- **Do this**: Please gather every line below that contains the word "tree", and copy each one in full.

- **Dataset records**:
————————

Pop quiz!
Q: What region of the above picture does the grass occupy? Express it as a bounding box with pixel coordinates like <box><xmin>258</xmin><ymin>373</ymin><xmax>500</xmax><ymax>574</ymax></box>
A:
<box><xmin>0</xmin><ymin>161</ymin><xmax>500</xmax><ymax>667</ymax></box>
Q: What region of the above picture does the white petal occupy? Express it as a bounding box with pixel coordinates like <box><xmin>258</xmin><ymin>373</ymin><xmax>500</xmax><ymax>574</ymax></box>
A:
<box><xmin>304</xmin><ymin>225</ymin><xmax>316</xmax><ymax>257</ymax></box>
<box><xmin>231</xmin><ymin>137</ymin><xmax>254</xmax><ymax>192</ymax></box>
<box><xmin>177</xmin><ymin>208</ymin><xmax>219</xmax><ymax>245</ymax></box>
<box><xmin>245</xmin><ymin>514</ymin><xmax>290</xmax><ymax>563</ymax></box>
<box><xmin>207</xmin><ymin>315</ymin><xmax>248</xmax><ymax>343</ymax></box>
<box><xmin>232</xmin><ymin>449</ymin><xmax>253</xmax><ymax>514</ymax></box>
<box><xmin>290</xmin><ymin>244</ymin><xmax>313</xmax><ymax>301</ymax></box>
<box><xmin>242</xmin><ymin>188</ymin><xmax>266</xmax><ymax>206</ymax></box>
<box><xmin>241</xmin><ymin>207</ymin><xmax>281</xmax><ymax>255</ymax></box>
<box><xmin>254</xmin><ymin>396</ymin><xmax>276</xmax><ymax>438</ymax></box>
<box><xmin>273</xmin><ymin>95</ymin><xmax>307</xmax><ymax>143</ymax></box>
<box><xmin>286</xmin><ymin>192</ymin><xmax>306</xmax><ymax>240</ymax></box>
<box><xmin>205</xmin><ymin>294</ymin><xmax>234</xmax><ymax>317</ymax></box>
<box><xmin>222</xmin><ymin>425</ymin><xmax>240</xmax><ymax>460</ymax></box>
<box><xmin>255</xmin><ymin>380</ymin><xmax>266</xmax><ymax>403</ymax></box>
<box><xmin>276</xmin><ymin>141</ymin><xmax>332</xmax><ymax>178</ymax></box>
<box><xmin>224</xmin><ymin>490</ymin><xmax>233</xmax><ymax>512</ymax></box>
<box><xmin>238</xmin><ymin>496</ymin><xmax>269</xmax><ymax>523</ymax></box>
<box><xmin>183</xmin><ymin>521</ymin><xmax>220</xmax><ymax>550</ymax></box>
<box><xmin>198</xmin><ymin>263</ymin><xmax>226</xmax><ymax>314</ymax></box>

————————

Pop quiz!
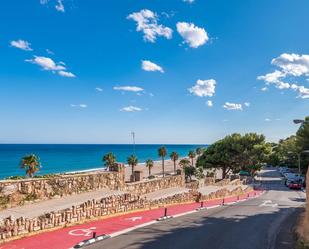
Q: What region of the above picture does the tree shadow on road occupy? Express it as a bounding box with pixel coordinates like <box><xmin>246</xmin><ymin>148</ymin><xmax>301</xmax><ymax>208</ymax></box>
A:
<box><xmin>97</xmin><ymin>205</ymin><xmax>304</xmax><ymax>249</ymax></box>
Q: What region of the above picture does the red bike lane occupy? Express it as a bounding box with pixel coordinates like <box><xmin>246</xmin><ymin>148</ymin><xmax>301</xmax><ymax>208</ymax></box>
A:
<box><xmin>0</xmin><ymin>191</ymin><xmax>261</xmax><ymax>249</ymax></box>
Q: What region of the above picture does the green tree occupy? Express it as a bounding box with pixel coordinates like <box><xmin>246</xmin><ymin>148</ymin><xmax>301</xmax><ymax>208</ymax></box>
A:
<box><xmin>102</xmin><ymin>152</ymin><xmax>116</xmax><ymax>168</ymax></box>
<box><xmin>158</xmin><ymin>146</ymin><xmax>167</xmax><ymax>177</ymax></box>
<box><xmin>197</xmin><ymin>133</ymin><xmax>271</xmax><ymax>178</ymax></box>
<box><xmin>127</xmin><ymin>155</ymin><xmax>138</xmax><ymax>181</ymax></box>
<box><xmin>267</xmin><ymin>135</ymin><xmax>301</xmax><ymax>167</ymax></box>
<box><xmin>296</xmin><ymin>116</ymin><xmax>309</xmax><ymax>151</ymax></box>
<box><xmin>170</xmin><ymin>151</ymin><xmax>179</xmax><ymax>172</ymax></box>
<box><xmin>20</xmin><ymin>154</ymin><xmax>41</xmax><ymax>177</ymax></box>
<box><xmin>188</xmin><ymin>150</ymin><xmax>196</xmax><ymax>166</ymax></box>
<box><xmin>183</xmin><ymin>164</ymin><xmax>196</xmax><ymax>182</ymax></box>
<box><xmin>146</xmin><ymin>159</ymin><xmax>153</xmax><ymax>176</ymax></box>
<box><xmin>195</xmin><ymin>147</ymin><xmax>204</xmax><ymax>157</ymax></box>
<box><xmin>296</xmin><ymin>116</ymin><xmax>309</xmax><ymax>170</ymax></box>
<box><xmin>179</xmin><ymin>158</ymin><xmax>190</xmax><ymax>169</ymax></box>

————————

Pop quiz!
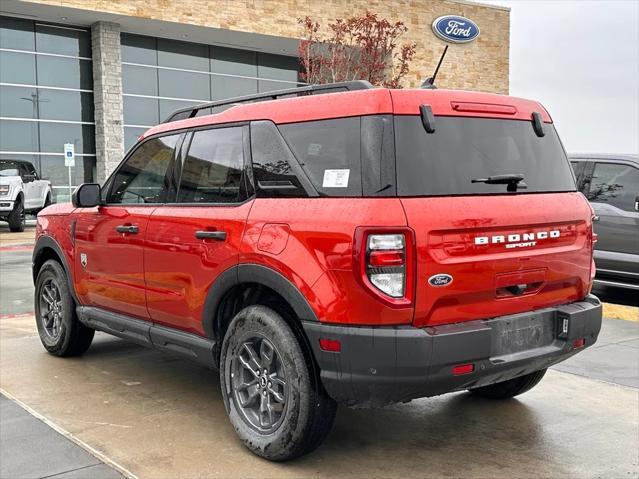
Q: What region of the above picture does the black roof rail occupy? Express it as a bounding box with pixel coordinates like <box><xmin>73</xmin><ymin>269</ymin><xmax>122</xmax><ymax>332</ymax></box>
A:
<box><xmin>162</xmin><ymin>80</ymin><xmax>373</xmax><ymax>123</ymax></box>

————————

- **The answer**:
Q: What region of the above picture does the tree shadow on road occupy? Express it as a bounding box with pixel coordinates like <box><xmin>246</xmin><ymin>148</ymin><xmax>301</xmax><ymax>208</ymax></box>
Q: What region of the above picture does the green tree occupy? Express it as a bounding box with pixel coordinates like <box><xmin>246</xmin><ymin>148</ymin><xmax>301</xmax><ymax>208</ymax></box>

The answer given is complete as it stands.